Text segment:

◆ ◆ ◆

Ethnography of a Meal-- Food, Identity and Time
Is there a correlation between food categories and social categories?
This essay seeks to critically evaluate Delaney's (2010: 259) assertion that "food categories also correlate with social categories." In order to evaluate this claim, it is therefore necessary to explain what it means. In addition, the evaluation of this claim, in an anthropological context, needs be conducted through the research method of an ethnography of a meal. My argument will use the ethnographic experience of a Shabbat meal with David Horowitz's family to assess this assertion and whether it could be applied and verified through the interactions which occurred around food at this meal.
Furthermore, I will demonstrate through this ethnography that I found this claim to be true in this context. Thus my essay will explore how a Shabbat meal and the food elements within it are all food categories which correlate to the social category of identity. Identity, in this ethnography, will relate to both a religious and familial identity. These aspects of food and a religious and familial identity will also demonstrate a close tie to the anthropological concept of time. Time, in relation to these aspects is thus religious and family time. As a result, this argument seeks to portray how Jewish religious observance of the Holy Sabbath meal presents a solution to the problem that modern Western society is increasingly faced to wit: the disappearance of family time, with a specific reference to the family meal.

◆ ◆ ◆

Stated task 1:
The introduction to this essay on food, identity and time says the claim will be evaluated through an ethnography of a meal. According to the text, why must the evaluation use that research method?

◆ ◆ ◆

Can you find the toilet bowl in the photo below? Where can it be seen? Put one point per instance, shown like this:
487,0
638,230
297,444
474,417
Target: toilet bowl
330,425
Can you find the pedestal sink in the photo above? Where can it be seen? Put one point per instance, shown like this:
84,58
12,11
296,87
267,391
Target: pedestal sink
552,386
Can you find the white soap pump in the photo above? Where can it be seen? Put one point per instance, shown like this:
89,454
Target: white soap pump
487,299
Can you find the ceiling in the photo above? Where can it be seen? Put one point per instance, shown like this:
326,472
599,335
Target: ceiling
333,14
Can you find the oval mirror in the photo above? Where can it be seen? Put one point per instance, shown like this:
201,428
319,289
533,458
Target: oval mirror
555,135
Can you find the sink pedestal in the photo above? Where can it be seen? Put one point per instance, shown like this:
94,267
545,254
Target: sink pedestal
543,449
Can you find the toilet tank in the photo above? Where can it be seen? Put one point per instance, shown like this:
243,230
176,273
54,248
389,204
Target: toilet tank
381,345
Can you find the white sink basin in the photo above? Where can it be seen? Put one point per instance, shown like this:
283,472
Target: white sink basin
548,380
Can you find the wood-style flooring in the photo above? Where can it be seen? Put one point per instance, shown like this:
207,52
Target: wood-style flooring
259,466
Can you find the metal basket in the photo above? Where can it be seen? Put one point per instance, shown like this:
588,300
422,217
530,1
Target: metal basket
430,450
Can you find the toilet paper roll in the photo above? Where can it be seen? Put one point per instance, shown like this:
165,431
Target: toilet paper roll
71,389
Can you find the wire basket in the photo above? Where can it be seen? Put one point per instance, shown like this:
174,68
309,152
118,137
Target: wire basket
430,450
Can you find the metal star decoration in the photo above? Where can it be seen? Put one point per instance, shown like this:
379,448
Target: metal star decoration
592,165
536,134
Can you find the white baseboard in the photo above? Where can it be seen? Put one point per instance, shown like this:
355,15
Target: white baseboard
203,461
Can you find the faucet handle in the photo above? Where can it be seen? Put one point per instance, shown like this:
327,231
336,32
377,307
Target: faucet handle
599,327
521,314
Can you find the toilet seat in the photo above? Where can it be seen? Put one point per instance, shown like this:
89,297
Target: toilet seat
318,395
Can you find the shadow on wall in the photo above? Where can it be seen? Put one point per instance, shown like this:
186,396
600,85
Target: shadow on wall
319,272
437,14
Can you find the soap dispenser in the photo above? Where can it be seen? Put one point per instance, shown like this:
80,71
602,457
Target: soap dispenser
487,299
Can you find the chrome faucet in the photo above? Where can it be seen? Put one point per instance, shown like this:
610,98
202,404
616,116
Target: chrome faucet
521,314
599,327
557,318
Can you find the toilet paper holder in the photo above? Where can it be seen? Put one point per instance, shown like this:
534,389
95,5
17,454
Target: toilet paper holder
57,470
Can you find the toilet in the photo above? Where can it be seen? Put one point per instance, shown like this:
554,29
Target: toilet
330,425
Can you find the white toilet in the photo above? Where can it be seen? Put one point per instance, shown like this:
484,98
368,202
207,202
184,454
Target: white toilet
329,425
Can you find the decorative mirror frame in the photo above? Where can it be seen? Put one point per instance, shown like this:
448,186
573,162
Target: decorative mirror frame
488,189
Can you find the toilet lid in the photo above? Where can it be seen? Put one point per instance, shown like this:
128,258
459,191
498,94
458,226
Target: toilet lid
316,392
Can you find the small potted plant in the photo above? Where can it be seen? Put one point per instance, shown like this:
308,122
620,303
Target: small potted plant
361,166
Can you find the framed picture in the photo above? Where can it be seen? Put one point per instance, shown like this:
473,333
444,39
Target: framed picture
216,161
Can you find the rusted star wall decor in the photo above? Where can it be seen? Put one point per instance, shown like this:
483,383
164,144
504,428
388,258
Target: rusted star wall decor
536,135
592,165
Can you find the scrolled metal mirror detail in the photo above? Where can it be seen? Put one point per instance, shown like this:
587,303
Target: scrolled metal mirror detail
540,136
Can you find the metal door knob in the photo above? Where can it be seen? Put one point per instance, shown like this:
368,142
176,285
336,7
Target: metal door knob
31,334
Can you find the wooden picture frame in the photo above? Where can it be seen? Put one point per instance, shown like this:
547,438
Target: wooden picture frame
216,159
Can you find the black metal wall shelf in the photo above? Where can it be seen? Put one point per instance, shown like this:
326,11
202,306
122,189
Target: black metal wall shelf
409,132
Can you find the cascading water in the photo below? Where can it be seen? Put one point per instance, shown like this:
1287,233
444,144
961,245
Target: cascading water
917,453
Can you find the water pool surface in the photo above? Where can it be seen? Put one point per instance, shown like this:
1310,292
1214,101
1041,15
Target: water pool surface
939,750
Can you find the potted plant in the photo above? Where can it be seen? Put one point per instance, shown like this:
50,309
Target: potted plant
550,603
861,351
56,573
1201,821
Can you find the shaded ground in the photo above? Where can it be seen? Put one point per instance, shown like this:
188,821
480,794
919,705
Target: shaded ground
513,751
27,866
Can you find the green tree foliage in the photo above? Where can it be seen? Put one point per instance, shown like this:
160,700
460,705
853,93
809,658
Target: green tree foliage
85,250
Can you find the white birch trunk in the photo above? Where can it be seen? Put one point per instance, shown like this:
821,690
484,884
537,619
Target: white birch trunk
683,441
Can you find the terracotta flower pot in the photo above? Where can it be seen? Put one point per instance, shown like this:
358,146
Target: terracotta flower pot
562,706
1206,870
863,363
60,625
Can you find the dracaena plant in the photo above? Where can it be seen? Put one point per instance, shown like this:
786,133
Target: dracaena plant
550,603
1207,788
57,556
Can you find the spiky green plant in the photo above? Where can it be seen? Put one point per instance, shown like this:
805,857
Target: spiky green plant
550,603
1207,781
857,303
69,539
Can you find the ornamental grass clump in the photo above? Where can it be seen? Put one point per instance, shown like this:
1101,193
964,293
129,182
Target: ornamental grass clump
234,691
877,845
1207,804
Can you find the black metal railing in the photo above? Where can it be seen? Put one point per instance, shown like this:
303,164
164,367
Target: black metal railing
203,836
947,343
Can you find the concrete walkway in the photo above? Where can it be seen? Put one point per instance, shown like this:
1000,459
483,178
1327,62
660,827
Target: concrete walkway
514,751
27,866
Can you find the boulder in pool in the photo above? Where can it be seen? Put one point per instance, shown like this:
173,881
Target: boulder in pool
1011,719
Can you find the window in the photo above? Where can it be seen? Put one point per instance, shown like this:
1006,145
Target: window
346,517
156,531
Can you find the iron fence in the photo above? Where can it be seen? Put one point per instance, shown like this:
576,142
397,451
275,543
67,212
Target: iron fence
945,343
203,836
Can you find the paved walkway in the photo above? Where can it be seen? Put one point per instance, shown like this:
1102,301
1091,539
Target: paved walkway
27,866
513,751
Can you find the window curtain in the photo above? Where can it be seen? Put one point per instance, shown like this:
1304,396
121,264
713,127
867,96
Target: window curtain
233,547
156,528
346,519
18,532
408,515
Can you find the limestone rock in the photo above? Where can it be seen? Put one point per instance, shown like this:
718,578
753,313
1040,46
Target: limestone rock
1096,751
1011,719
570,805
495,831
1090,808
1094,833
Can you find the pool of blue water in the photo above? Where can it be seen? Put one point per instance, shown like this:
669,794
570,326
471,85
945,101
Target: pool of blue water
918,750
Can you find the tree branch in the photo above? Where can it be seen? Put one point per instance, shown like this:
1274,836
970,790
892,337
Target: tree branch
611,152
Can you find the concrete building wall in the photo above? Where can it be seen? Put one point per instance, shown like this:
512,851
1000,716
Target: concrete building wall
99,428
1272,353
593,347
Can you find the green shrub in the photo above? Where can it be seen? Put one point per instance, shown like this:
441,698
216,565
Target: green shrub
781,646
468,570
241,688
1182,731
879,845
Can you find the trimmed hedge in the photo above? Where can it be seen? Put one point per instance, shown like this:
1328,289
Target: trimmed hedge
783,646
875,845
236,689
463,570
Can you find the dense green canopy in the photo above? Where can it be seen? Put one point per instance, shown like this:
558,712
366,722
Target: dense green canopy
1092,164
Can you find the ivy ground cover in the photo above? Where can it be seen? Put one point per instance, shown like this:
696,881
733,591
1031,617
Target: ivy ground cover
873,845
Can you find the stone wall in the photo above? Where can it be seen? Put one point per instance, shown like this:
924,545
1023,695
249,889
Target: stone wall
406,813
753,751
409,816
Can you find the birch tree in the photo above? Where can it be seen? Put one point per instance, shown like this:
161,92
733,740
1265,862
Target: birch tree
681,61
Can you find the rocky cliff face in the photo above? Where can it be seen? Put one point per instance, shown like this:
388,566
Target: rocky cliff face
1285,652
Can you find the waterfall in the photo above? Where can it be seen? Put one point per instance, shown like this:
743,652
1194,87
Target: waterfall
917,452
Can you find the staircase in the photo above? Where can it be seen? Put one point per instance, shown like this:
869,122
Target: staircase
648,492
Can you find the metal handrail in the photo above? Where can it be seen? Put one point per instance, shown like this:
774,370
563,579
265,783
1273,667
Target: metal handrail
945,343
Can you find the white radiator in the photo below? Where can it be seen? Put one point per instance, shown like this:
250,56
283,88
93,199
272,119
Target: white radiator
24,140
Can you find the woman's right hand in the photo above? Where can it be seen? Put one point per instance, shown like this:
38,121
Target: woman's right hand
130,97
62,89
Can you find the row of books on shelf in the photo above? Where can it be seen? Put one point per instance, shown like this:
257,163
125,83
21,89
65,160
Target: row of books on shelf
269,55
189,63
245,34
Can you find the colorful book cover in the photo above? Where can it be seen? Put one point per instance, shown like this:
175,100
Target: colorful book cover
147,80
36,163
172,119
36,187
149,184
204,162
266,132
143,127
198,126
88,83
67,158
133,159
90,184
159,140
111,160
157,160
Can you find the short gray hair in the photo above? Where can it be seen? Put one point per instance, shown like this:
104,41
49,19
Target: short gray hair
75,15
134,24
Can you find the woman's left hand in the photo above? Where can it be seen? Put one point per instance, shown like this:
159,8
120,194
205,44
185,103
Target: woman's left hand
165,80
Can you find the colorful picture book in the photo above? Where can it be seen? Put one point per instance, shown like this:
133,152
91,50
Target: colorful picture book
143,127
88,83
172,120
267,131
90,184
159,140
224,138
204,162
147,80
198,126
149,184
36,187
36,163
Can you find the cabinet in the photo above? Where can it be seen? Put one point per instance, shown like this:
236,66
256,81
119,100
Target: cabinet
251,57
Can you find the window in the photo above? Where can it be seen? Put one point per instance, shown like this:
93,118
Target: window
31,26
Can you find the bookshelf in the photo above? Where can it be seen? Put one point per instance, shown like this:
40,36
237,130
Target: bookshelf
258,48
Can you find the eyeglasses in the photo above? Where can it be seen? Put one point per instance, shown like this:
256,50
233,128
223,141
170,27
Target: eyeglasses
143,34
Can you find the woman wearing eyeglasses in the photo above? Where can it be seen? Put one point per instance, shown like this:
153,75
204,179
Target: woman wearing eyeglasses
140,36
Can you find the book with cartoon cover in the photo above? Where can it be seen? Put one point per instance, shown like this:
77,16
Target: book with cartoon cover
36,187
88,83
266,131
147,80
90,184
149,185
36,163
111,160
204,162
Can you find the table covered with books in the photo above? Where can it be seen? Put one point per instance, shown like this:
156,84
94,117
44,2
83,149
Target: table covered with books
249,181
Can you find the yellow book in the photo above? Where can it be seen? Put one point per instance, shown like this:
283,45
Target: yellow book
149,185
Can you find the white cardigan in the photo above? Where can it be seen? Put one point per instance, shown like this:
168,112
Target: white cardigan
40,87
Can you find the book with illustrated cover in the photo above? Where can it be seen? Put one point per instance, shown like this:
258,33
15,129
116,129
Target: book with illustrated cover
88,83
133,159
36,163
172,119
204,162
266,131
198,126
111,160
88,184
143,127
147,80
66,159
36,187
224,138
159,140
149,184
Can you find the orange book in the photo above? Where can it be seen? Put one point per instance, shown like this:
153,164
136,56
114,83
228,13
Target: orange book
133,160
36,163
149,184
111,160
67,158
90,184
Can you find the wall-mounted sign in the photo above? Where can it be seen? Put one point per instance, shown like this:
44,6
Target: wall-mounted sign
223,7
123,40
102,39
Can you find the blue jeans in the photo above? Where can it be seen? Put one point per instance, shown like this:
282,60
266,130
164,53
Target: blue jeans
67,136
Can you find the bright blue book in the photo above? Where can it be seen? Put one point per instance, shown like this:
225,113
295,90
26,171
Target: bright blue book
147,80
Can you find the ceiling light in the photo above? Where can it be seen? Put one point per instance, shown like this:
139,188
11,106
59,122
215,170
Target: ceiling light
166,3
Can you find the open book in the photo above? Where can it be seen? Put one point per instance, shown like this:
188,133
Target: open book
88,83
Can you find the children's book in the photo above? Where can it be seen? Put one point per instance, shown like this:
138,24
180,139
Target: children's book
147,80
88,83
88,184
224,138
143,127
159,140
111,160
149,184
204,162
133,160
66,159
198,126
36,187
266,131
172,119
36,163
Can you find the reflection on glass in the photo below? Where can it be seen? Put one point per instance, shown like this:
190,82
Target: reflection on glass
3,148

◆ ◆ ◆

Stated task 2:
Scale the records from the line containing "Can you find the reflection" through the end of the records. Repeat every line, requests included, but multiply each answer coordinate by 2.55 and round to whole numbers, with halves rounding up.

Exercise output 1:
The claim is being evaluated in an anthropological context, and the text states that in this context the evaluation needs to be done through the research method of an ethnography of a meal.

Exercise output 2:
Can you find the reflection on glass in the photo below? Where can it be seen? Put one point per instance, shown like this:
190,82
Target: reflection on glass
8,377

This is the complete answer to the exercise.